* **What you will do**: Can you rewrite the lines below, swapping "set a dot" for "mark a point" wherever it occurs and leaving everything else untouched?

-------- Information given

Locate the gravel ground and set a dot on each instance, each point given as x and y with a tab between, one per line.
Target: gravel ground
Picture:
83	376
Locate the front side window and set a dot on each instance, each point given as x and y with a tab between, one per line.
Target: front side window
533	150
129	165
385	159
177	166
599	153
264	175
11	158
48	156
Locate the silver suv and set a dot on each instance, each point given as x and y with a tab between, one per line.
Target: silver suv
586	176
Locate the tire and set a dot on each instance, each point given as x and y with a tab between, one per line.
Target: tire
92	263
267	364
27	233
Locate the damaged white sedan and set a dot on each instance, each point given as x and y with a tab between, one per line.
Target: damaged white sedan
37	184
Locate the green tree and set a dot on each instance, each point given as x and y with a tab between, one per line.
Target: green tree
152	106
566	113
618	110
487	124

----------------

* **Solved problem**:
Locate the gravel ground and mark a point on each instance, each point given as x and y with a tab between, one per line.
Target: gravel ground
Picture:
83	376
Locate the front side window and mark a point on each instance, each point given as x and y with a tab between, one per line.
Target: front side window
533	150
129	165
385	159
177	166
599	153
264	175
11	158
48	156
Locate the silver suv and mark a point on each instance, each point given as x and y with a tab between, one per line.
Target: silver suv
586	176
Locate the tire and mark a point on each instance, each point given as x and y with a tab between, one per line.
Target: tire
92	263
267	364
27	233
Locate the damaged white sedan and mark a point on each instance, each point given as x and y with a tab between, one per line.
Target: damaged white sedan
37	184
Locate the green tree and mark a point on each instance, each point given as x and y with a tab between, one per line.
Target: green tree
152	106
566	113
618	110
487	124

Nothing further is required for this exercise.